[Start]

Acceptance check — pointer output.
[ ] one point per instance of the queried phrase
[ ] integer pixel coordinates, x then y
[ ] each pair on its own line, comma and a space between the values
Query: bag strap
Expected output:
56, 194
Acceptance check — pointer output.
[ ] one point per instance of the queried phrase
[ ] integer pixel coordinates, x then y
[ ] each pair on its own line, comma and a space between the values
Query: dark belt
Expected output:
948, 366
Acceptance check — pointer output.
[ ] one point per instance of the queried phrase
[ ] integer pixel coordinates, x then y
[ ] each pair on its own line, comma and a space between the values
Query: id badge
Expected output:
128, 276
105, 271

[End]

Prompt -
Rewrite every line of the entries above as one numbered list, leaving out any blank lines.

Response -
1. Acceptance check — pointer output.
2. [ ] one point per instance of the queried phrase
3. [ ] integer pixel coordinates, x then y
4. [ ] each pair on its own line, comma and a space between the values
5. Query: bag strap
6. Expected output:
7. 56, 194
8. Acceptance check — pointer output.
9. [ ] one point per instance of the queried phrase
10. [ ] integer pixel coordinates, x then y
11. [ ] each pair on its own line, comma and a space between the values
12. Query: dark belt
13. Expected output:
14. 948, 366
15. Acceptance check — pointer output.
16. [ ] one point per instance of the queried phrase
17. [ ] integer pixel coordinates, x then y
18. [ ] each pair on its own line, comma and a space between the values
19. Query: id badge
20. Expected output:
21. 128, 276
22. 105, 271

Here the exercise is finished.